- _DIRECTIONS FOR THIS TASK_: List every line of the records that contains the word "temple", and note that case counts when matching it.

(Records from a data source)
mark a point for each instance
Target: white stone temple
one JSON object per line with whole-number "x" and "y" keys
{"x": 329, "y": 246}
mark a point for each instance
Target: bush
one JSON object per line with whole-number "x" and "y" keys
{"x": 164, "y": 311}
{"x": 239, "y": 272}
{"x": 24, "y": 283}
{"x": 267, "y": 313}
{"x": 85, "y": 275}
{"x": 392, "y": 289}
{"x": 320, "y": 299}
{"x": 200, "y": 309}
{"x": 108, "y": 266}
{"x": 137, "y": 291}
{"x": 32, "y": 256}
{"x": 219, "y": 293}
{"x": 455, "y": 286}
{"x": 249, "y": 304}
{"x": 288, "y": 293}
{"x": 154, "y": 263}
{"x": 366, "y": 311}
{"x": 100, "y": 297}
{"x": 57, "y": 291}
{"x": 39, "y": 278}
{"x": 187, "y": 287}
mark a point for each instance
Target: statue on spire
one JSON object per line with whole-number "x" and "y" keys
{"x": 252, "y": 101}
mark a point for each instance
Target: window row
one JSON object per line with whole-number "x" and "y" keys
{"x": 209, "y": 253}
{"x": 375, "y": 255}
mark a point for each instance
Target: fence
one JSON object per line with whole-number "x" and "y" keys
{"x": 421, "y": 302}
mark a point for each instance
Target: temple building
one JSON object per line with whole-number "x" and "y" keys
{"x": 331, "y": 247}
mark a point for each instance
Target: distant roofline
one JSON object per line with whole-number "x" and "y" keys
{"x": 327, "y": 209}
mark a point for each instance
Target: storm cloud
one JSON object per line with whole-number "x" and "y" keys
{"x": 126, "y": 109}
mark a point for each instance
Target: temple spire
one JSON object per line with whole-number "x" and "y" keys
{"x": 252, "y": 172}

- _RESPONSE FOR THIS EXERCISE_:
Target: white stone temple
Target: temple building
Target: temple spire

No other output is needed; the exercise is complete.